### Assigned task
Copy out exactly the lines that begin with the one containing "Target: ice crystal on twig" and continue until the last line of the material.

Input below:

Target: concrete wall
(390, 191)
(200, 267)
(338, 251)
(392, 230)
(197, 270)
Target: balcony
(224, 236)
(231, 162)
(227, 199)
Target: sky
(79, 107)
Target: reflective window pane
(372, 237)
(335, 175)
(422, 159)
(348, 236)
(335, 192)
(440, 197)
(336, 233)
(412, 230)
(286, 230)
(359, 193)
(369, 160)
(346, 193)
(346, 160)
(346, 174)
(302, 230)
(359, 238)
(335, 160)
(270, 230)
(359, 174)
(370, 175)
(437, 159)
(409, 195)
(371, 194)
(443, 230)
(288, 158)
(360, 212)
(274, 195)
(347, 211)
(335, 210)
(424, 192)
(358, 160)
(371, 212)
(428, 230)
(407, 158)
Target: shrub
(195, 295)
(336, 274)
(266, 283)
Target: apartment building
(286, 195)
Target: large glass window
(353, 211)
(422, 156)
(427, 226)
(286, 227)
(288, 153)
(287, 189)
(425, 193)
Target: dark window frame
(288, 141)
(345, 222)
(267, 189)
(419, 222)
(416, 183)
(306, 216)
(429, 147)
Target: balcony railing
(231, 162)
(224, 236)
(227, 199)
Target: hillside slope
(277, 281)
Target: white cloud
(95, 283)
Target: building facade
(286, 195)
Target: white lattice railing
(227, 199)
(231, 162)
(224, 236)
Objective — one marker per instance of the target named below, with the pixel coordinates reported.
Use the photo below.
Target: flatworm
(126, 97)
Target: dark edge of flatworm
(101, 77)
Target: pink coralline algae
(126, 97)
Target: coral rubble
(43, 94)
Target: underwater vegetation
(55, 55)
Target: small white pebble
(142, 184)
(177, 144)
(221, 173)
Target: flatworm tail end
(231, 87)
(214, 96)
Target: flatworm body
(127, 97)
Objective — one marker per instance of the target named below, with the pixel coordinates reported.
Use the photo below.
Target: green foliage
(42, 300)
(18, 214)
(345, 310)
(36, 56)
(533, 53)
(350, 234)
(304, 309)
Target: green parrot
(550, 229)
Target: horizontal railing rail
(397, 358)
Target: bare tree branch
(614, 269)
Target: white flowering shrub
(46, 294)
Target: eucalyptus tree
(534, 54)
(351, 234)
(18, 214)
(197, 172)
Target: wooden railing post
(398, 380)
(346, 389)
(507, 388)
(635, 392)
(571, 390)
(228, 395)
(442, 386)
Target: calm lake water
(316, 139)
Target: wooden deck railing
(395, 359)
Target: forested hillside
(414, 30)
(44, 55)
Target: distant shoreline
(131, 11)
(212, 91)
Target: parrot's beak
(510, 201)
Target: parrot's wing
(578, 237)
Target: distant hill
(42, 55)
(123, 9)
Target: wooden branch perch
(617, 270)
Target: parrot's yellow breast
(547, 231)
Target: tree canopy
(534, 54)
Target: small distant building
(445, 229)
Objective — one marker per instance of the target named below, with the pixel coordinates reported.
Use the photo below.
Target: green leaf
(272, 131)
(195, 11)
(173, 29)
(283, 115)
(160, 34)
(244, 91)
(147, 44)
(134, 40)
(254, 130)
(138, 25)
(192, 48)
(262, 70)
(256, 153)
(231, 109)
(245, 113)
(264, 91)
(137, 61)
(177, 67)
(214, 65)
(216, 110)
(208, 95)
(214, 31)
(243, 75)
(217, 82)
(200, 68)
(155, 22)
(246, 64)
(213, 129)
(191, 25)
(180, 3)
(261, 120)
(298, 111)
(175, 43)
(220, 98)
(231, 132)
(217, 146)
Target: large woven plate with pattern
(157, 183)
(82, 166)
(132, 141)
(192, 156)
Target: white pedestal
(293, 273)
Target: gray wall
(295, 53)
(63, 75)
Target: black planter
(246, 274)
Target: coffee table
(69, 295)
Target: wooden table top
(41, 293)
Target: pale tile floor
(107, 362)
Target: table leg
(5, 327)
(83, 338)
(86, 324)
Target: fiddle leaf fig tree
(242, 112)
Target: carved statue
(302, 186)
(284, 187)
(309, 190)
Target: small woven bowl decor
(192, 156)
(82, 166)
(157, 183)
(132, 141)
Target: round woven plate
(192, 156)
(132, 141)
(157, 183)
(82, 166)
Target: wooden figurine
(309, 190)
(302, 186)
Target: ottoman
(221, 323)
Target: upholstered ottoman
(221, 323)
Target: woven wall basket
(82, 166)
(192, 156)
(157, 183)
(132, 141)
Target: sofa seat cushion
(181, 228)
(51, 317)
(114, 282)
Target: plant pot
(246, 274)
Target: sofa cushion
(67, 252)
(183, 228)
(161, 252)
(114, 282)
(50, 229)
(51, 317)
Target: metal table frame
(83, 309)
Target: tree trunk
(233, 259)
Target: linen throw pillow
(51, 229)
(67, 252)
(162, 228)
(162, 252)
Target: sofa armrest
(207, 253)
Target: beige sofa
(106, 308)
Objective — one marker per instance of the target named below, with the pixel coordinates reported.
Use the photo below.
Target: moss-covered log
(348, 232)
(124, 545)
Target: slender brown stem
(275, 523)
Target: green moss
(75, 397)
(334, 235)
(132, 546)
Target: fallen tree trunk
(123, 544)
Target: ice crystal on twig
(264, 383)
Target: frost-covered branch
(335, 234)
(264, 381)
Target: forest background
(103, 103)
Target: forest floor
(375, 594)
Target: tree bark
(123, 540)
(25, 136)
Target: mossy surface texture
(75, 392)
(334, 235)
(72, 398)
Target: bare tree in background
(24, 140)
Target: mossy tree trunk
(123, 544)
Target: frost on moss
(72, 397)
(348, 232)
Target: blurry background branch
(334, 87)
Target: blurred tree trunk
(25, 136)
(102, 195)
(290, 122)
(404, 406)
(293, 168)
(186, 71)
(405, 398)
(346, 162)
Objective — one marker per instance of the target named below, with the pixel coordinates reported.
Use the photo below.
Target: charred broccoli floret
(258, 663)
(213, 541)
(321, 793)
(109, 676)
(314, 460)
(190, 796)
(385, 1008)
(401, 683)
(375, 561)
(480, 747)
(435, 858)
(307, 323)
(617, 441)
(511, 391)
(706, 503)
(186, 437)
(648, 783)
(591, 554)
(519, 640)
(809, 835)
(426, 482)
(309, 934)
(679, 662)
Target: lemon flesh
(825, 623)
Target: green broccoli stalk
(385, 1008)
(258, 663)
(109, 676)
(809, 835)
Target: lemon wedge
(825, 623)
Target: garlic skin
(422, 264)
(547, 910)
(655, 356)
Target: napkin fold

End of Input.

### Exercise solution
Target: ice crystal on twig
(264, 383)
Target: frost-covered branch
(335, 234)
(264, 381)
Target: forest background
(103, 103)
Target: forest floor
(375, 594)
Target: tree bark
(123, 540)
(25, 136)
Target: mossy surface texture
(75, 392)
(334, 235)
(72, 398)
Target: bare tree in background
(24, 140)
Target: mossy tree trunk
(123, 544)
Target: frost on moss
(72, 397)
(348, 232)
Target: blurry background branch
(334, 87)
Target: blurred tree trunk
(25, 136)
(102, 195)
(290, 122)
(404, 406)
(293, 168)
(186, 71)
(405, 398)
(346, 162)
Objective — one marker per instance of the target named below, with the pixel coordinates reported.
Use the photo below.
Target: charred broccoli floret
(258, 663)
(213, 541)
(321, 793)
(109, 676)
(314, 460)
(190, 796)
(385, 1008)
(401, 683)
(375, 561)
(480, 747)
(435, 858)
(307, 323)
(617, 441)
(511, 391)
(706, 503)
(186, 437)
(648, 783)
(591, 554)
(519, 640)
(809, 835)
(426, 482)
(309, 934)
(679, 662)
Target: lemon flesh
(825, 623)
Target: green broccoli stalk
(385, 1008)
(258, 663)
(109, 676)
(809, 835)
Target: lemon wedge
(825, 623)
Target: garlic skin
(422, 264)
(547, 910)
(655, 356)
Target: napkin fold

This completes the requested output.